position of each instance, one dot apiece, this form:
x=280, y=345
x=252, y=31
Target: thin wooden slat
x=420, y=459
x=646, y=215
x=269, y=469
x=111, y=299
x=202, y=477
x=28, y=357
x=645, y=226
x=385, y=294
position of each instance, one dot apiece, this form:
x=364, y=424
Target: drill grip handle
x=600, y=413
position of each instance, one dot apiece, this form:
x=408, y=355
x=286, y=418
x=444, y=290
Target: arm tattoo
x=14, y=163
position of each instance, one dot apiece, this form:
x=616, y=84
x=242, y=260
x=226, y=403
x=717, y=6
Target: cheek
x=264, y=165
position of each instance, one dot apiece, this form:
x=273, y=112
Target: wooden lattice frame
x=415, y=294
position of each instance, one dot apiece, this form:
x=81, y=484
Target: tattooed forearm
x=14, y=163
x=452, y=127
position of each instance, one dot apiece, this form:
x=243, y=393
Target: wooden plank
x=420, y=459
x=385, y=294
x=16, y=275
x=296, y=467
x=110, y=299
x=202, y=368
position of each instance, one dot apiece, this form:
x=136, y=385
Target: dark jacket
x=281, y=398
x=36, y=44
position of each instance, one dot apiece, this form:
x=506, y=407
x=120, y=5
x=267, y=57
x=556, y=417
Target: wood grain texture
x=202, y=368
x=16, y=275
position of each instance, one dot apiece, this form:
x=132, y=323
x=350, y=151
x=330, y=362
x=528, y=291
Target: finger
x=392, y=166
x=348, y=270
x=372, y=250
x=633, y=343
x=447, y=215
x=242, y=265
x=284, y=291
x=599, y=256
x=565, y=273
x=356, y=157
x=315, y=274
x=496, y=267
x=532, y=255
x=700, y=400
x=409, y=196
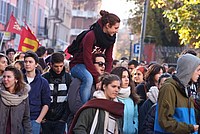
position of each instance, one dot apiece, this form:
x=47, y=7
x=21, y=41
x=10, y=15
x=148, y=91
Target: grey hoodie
x=186, y=65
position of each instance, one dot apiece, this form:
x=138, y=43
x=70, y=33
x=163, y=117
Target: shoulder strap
x=94, y=124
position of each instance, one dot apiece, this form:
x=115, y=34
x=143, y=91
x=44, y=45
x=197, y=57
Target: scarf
x=153, y=94
x=124, y=92
x=55, y=75
x=10, y=99
x=115, y=108
x=103, y=39
x=110, y=125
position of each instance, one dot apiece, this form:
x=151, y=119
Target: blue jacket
x=39, y=94
x=130, y=120
x=175, y=111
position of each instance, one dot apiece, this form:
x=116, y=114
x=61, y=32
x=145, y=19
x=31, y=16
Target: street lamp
x=143, y=29
x=131, y=47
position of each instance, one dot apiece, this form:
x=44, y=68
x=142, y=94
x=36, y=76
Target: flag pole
x=4, y=32
x=2, y=40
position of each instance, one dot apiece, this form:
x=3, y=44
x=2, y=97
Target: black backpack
x=74, y=47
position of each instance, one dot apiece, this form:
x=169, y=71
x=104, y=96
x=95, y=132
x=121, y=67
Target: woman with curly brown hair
x=100, y=39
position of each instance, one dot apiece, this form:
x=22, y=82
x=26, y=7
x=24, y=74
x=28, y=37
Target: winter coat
x=148, y=124
x=19, y=115
x=39, y=94
x=175, y=110
x=59, y=85
x=172, y=111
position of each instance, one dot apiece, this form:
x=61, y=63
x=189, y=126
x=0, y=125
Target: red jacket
x=86, y=56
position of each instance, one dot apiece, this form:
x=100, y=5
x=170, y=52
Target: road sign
x=136, y=48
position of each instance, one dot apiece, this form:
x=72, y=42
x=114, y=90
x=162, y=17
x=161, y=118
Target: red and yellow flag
x=13, y=25
x=28, y=41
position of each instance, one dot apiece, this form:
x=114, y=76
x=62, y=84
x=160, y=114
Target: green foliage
x=184, y=18
x=157, y=26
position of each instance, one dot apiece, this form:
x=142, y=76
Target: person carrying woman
x=99, y=40
x=103, y=114
x=14, y=103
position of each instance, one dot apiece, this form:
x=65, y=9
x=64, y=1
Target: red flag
x=13, y=25
x=28, y=41
x=67, y=55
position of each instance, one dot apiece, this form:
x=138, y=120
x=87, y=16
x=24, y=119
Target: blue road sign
x=136, y=48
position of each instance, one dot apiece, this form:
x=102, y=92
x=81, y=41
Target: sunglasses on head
x=101, y=64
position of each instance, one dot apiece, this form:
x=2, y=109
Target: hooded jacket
x=175, y=110
x=18, y=107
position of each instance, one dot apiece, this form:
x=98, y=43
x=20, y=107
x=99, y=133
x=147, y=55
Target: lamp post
x=143, y=28
x=131, y=46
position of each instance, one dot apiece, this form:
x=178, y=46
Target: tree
x=157, y=26
x=184, y=18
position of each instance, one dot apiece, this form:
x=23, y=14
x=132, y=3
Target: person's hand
x=38, y=120
x=196, y=127
x=98, y=86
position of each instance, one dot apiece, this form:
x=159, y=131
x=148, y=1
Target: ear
x=104, y=87
x=50, y=64
x=107, y=25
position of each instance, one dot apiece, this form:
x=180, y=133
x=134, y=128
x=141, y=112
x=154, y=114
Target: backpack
x=75, y=46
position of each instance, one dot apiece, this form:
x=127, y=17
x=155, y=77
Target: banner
x=13, y=25
x=28, y=41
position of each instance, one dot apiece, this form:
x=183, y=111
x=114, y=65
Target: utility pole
x=131, y=45
x=143, y=29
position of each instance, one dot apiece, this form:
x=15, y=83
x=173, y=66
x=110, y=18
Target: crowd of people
□ □ □ □ □
> [Set exercise] Swap every "Target" in the lines above for "Label" and reproduce the lines with nothing else altered, omitting the pictures.

> [Result for this task]
position of each instance, one dot apiece, this form:
x=280, y=345
x=252, y=31
Label: thin wooden slat
x=420, y=459
x=646, y=215
x=269, y=469
x=111, y=299
x=202, y=477
x=28, y=357
x=645, y=226
x=385, y=294
position of each instance, one dot apiece, this form:
x=364, y=424
Label: drill grip handle
x=600, y=413
position of each instance, one dot apiece, this form:
x=408, y=355
x=286, y=418
x=444, y=290
Label: arm tattoo
x=14, y=163
position of each instance, one dot apiece, this form:
x=616, y=84
x=242, y=260
x=226, y=403
x=717, y=6
Label: cheek
x=264, y=165
position of each instance, one dot apiece, this form:
x=273, y=112
Label: wooden lattice frame
x=415, y=294
position of each instance, one dot apiece, this form:
x=81, y=484
Label: tattooed forearm
x=14, y=163
x=452, y=127
position of each instance, one dot apiece, this form:
x=243, y=393
Label: wooden plank
x=420, y=459
x=385, y=294
x=16, y=275
x=296, y=467
x=110, y=299
x=202, y=368
position of each instance, one dot apiece, this form:
x=136, y=385
Label: dark jacket
x=281, y=398
x=36, y=44
position of each instance, one dot apiece, this form:
x=506, y=407
x=120, y=5
x=267, y=57
x=556, y=417
Label: wood grain texture
x=202, y=368
x=16, y=275
position of each instance, one dot apiece, this form:
x=132, y=323
x=350, y=151
x=330, y=362
x=528, y=291
Label: finger
x=392, y=166
x=348, y=270
x=372, y=250
x=633, y=343
x=447, y=215
x=242, y=265
x=284, y=291
x=599, y=256
x=565, y=273
x=356, y=157
x=315, y=274
x=496, y=267
x=532, y=255
x=700, y=400
x=409, y=196
position of each instance, one dot apiece, this form:
x=47, y=7
x=21, y=41
x=10, y=15
x=148, y=91
Label: grey hoodie
x=186, y=65
position of each instance, one dot apiece, this form:
x=138, y=43
x=70, y=33
x=163, y=117
Label: shoulder strap
x=94, y=124
position of each instance, one dot apiece, this form:
x=115, y=34
x=143, y=91
x=44, y=45
x=197, y=57
Label: scarf
x=153, y=94
x=124, y=92
x=55, y=75
x=10, y=99
x=115, y=108
x=103, y=39
x=110, y=125
position of each instance, one dot apiece, this form:
x=151, y=119
Label: blue jacket
x=39, y=94
x=130, y=120
x=175, y=111
position of each instance, one dot apiece, this form:
x=116, y=114
x=61, y=32
x=145, y=19
x=31, y=16
Label: street lamp
x=143, y=29
x=131, y=47
position of each instance, one dot apiece, this form:
x=44, y=68
x=142, y=94
x=36, y=76
Label: flag pole
x=4, y=32
x=2, y=40
position of each instance, one dot apiece, this form:
x=3, y=44
x=2, y=97
Label: black backpack
x=74, y=47
position of each instance, one dot apiece, this form:
x=169, y=71
x=104, y=96
x=95, y=132
x=121, y=67
Label: woman with curly brown hair
x=100, y=39
position of each instance, one dot apiece, this form:
x=22, y=82
x=26, y=7
x=24, y=74
x=28, y=37
Label: winter coat
x=148, y=124
x=19, y=115
x=39, y=94
x=175, y=110
x=59, y=85
x=172, y=111
position of each instance, one dot apiece, this form:
x=61, y=63
x=189, y=126
x=0, y=125
Label: red jacket
x=86, y=56
position of each instance, one dot apiece, this form:
x=100, y=5
x=170, y=52
Label: road sign
x=136, y=48
position of each instance, one dot apiece, this form:
x=72, y=42
x=114, y=90
x=162, y=17
x=161, y=118
Label: red and yellow flag
x=13, y=25
x=28, y=41
position of each instance, one dot apiece, this form:
x=114, y=76
x=62, y=84
x=160, y=114
Label: green foliage
x=184, y=18
x=157, y=26
position of each instance, one dot apiece, this form:
x=142, y=76
Label: person carrying woman
x=99, y=40
x=103, y=114
x=14, y=103
position of each instance, one dot apiece, this form:
x=65, y=9
x=64, y=1
Label: red flag
x=13, y=25
x=28, y=41
x=67, y=55
position of each instance, one dot apiece, this form:
x=138, y=120
x=87, y=16
x=24, y=119
Label: blue road sign
x=136, y=48
position of each instance, one dot apiece, this form:
x=102, y=92
x=81, y=41
Label: sunglasses on head
x=101, y=64
position of each instance, one dot apiece, this form:
x=2, y=109
Label: hooded jacket
x=175, y=110
x=18, y=107
position of each instance, one dot apiece, this form:
x=98, y=43
x=20, y=107
x=99, y=133
x=147, y=55
Label: lamp post
x=143, y=28
x=131, y=46
position of each instance, one dot apiece, this form:
x=178, y=46
Label: tree
x=157, y=26
x=184, y=18
position of each instance, one dot apiece, this form:
x=23, y=14
x=132, y=3
Label: person's hand
x=38, y=120
x=196, y=127
x=98, y=86
position of each instance, one dot apiece, this form:
x=159, y=131
x=148, y=1
Label: ear
x=104, y=87
x=50, y=64
x=107, y=25
position of each instance, one dot apiece, this form:
x=180, y=133
x=134, y=128
x=141, y=112
x=154, y=114
Label: backpack
x=75, y=46
position of each instance, one dot apiece, this form:
x=127, y=17
x=155, y=77
Label: banner
x=13, y=25
x=28, y=41
position of each instance, one dot apiece, this form:
x=183, y=111
x=114, y=65
Label: utility pole
x=131, y=45
x=143, y=29
position of each instance, one dot apiece, this form:
x=15, y=83
x=173, y=66
x=110, y=18
Label: crowd of people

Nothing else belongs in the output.